■ RECORDS FOR THIS EXERCISE
- Opening Delimiter -

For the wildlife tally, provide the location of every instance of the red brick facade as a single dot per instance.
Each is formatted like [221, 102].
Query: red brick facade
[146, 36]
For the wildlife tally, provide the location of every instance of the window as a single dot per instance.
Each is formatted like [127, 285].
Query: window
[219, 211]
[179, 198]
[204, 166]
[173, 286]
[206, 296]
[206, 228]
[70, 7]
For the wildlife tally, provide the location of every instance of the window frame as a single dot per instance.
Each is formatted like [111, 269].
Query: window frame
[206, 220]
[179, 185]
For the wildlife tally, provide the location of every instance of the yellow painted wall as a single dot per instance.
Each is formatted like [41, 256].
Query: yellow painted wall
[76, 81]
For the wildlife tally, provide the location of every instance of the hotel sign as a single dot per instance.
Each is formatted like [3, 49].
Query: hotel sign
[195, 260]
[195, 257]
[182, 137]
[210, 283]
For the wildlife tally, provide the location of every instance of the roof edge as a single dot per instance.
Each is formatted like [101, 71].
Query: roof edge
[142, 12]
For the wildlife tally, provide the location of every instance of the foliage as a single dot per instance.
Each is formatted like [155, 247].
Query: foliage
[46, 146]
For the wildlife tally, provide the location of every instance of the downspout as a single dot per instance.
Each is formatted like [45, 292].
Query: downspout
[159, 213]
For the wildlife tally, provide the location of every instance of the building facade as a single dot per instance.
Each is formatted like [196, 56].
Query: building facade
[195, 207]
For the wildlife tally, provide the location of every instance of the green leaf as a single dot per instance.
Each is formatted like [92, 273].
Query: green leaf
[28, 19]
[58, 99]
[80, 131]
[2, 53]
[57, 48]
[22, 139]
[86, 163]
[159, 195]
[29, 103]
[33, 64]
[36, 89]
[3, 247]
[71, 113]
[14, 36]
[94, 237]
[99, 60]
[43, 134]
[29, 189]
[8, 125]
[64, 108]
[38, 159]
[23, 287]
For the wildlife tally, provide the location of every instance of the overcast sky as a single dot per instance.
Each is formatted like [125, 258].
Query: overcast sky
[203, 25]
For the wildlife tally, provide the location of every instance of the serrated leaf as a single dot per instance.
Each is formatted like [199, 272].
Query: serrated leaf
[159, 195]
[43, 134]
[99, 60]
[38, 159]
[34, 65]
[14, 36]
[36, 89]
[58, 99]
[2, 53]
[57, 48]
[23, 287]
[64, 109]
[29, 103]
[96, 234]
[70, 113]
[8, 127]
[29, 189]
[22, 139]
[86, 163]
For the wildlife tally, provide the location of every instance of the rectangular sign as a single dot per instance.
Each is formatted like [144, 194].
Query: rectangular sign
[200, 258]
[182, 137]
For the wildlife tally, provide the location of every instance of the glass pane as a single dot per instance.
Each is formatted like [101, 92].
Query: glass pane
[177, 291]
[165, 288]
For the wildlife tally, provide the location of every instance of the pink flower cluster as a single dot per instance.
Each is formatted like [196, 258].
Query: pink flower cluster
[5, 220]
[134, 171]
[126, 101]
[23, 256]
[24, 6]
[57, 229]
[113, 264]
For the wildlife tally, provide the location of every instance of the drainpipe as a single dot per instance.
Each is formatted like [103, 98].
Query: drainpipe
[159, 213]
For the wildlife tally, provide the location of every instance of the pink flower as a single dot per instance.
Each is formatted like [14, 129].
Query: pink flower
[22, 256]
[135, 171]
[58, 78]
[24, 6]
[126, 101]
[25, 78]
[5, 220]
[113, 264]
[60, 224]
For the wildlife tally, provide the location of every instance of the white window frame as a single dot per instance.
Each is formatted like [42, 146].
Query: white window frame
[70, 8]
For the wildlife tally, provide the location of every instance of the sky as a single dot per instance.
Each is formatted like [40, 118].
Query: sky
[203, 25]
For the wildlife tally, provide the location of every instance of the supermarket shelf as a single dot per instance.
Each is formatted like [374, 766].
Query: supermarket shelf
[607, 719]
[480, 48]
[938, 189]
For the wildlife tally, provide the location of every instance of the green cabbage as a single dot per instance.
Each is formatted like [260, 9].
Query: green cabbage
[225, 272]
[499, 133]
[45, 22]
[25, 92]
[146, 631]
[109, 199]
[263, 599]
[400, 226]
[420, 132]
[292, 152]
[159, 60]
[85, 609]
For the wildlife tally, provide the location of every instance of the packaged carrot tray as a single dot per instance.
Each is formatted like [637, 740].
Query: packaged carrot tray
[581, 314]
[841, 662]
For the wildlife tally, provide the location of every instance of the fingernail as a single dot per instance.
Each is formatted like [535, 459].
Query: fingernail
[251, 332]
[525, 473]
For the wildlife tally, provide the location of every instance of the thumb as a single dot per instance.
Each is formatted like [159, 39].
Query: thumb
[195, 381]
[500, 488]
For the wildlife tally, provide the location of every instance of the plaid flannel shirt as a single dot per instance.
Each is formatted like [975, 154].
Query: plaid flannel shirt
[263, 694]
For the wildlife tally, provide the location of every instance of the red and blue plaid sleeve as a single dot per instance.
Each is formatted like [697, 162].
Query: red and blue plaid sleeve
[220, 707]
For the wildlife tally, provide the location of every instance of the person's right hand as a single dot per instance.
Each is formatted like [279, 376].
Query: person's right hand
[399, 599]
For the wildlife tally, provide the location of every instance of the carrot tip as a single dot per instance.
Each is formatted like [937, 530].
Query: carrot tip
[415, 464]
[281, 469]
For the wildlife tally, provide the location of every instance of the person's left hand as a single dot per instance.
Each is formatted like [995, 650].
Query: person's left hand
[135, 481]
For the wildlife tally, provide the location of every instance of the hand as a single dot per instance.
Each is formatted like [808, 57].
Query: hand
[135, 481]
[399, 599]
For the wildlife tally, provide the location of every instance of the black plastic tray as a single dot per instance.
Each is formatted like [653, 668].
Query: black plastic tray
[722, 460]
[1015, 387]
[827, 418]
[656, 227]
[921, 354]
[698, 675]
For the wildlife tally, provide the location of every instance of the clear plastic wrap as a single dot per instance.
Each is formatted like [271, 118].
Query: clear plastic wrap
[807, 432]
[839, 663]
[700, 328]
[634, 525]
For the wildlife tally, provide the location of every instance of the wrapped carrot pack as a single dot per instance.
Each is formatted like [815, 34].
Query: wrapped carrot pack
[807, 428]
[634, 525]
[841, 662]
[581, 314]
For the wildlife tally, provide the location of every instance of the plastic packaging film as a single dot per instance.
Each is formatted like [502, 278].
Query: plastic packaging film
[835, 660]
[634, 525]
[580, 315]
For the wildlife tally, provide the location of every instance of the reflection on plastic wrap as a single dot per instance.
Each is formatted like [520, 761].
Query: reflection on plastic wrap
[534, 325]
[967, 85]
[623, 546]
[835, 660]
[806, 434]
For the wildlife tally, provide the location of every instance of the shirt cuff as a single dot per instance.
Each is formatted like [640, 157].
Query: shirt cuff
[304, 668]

- Closing Delimiter -

■ EXERCISE GOAL
Output all records exactly, with nothing added or dropped.

■ COMPLETED TASK
For the wildlife tally, provide the location of every instance of the red brick facade as a single dot per instance.
Each is formatted like [221, 102].
Query: red brick facade
[146, 36]
For the wildlife tally, provide the location of every instance of the window as a single dot per instance.
Each is formatted like [127, 285].
Query: window
[219, 211]
[179, 198]
[204, 166]
[173, 286]
[206, 296]
[206, 228]
[70, 7]
For the wildlife tally, provide the location of every instance of the window frame as a single dot per instance.
Each is formatted like [111, 269].
Query: window frame
[206, 220]
[179, 185]
For the wildlife tally, provide the location of every instance of the yellow painted wall as a single dot per instance.
Each is formatted like [41, 256].
Query: yellow painted wall
[76, 81]
For the wildlife tally, provide the location of every instance of the hotel sign as a single dot per instance.
Each is formatted like [3, 49].
Query: hotel sign
[195, 260]
[195, 257]
[182, 137]
[210, 283]
For the wildlife tally, provide the location of every instance of the roof edge as a single dot per instance.
Each is formatted like [101, 71].
Query: roof edge
[142, 12]
For the wildlife tally, provide the location of every instance of the foliage as a single dot per instance.
Each is formatted like [155, 247].
Query: foliage
[46, 146]
For the wildlife tally, provide the location of every instance of the downspout as a single dot per instance.
Each is formatted like [45, 292].
Query: downspout
[159, 213]
For the wildlife tally, provide the location of every instance of the building facade as a single dot per instance.
Each is formatted like [196, 56].
Query: building facade
[195, 207]
For the wildlife tally, provide the location of every instance of the green leaf as a single dot per instance.
Each is formatted like [92, 273].
Query: green leaf
[28, 19]
[58, 99]
[80, 131]
[2, 53]
[57, 48]
[22, 139]
[86, 163]
[159, 195]
[29, 103]
[33, 64]
[36, 89]
[3, 247]
[71, 113]
[14, 36]
[94, 237]
[99, 60]
[43, 134]
[29, 189]
[8, 125]
[64, 108]
[38, 159]
[23, 287]
For the wildlife tally, provide the location of every instance of the overcast sky as a single dot per instance.
Each is formatted like [125, 258].
Query: overcast sky
[203, 25]
For the wildlife tally, provide the location of every instance of the serrated leaf as a single dot per instance.
Each is formatted like [199, 272].
Query: serrated leaf
[159, 195]
[43, 134]
[99, 60]
[38, 159]
[34, 65]
[14, 36]
[36, 89]
[58, 99]
[2, 53]
[57, 48]
[23, 287]
[64, 109]
[29, 103]
[96, 234]
[70, 113]
[8, 127]
[29, 189]
[22, 139]
[86, 163]
For the wildlife tally, provide the location of every instance of the rectangular sign as a single dot per instance.
Each is formatted like [144, 194].
Query: rectangular sign
[200, 258]
[182, 137]
For the wildlife tally, provide the location of every instance of the glass pane as a single dot per instance.
Each is formatted like [101, 92].
Query: glass pane
[177, 291]
[165, 288]
For the wildlife tally, provide the location of every instance of the pink flower cluster as a single dot per instance.
Each is formatted like [196, 258].
Query: pink flower cluster
[5, 220]
[134, 171]
[126, 101]
[23, 256]
[24, 6]
[57, 229]
[113, 264]
For the wildlife tally, provide the location of every instance of the drainpipe as a single dot per instance.
Each is formatted like [103, 98].
Query: drainpipe
[159, 213]
For the wildlife tally, provide the location of every instance of the pink flower as a single dot per instance.
Each is formatted like [14, 129].
Query: pink flower
[22, 256]
[135, 171]
[58, 78]
[24, 6]
[126, 101]
[25, 78]
[5, 220]
[113, 264]
[60, 224]
For the wildlife tally, provide the location of every instance of the white window frame as a single dot per instance.
Each is formatted like [42, 146].
Query: white window frame
[70, 8]
For the wildlife tally, provide the location of every instance of the sky as a single dot per instance.
Each is formatted like [40, 118].
Query: sky
[203, 25]
For the wildlife tally, provide the location of every instance of the supermarket shelf as a single dot per instance.
Each is formatted like [374, 766].
Query: supermarket shelf
[607, 719]
[480, 48]
[938, 189]
For the wildlife tally, provide the location of every instance of the green cabbage as a single dot per instance.
Each is formatted like [260, 9].
Query: green cabbage
[225, 272]
[499, 133]
[45, 22]
[25, 92]
[146, 631]
[109, 199]
[263, 599]
[400, 226]
[420, 132]
[292, 152]
[159, 60]
[85, 609]
For the wildlife tally, provide the location of every instance of the packaged carrot tray as a single dot per instance.
Each is formatted like [637, 740].
Query: packaged carrot tray
[581, 314]
[841, 662]
For the wildlife tally, provide the location of every instance of the fingernail as a single dot per instance.
Each is formatted like [535, 459].
Query: fingernail
[251, 332]
[525, 473]
For the wildlife tally, provide the location of every instance of the thumb as a single dot per instance.
Each is formatted like [159, 39].
Query: thumb
[195, 381]
[500, 488]
For the wildlife tally, provide the location of every instance of the plaid flannel shirt as a single dot per instance.
Each is formatted like [975, 154].
Query: plaid flannel shirt
[263, 694]
For the wildlife tally, provide the location of every instance of the red and blue plaid sleeve as a single dot per instance.
Each is formatted like [697, 162].
Query: red and blue plaid sleeve
[220, 707]
For the wildlife tally, provide the location of every instance of the person's right hand as a single dot per instance.
Each is formatted like [279, 376].
Query: person's right hand
[399, 599]
For the wildlife tally, provide the location of every instance of the carrot tip as a single dot per instance.
Each is formatted like [937, 530].
Query: carrot tip
[415, 464]
[281, 469]
For the wildlife tally, provide the location of every instance of the person's left hand as a single dot per instance.
Each is formatted like [995, 650].
Query: person's left hand
[135, 481]
For the wildlife tally, provide the location of every instance of the hand as a single dot per instance.
Each is formatted like [808, 57].
Query: hand
[135, 481]
[399, 599]
For the wildlife tally, provide the location of every instance of the black plastic tray as a single dot per instance.
Each is formatted like [653, 668].
Query: black plastic tray
[722, 460]
[1015, 387]
[827, 418]
[656, 227]
[921, 354]
[698, 675]
For the wildlife tally, provide the location of every instance of the clear plastic wrap as a single dot per instance.
Each is formatted like [271, 118].
Query: clear plastic wrap
[807, 432]
[839, 663]
[700, 328]
[634, 525]
For the wildlife tally, provide the location of every instance of the wrapped carrot pack as a single dot per instance.
Each is formatted like [815, 34].
Query: wrapped carrot pack
[807, 428]
[634, 525]
[841, 662]
[581, 314]
For the wildlife tally, provide the location of every instance of the plastic packaging film as a single dot per instance.
Each is formatted like [502, 278].
Query: plastic packaging film
[835, 660]
[634, 525]
[580, 315]
For the wildlife tally, provide the location of every instance of the reflection on plastic wrap as a single dot per instance.
Each is formatted like [520, 761].
Query: reflection on plastic wrap
[534, 325]
[967, 85]
[623, 546]
[835, 660]
[806, 434]
For the wildlife tally, provide the location of every instance of the shirt cuff as a single dot per instance.
Each is formatted like [640, 157].
Query: shirt cuff
[304, 668]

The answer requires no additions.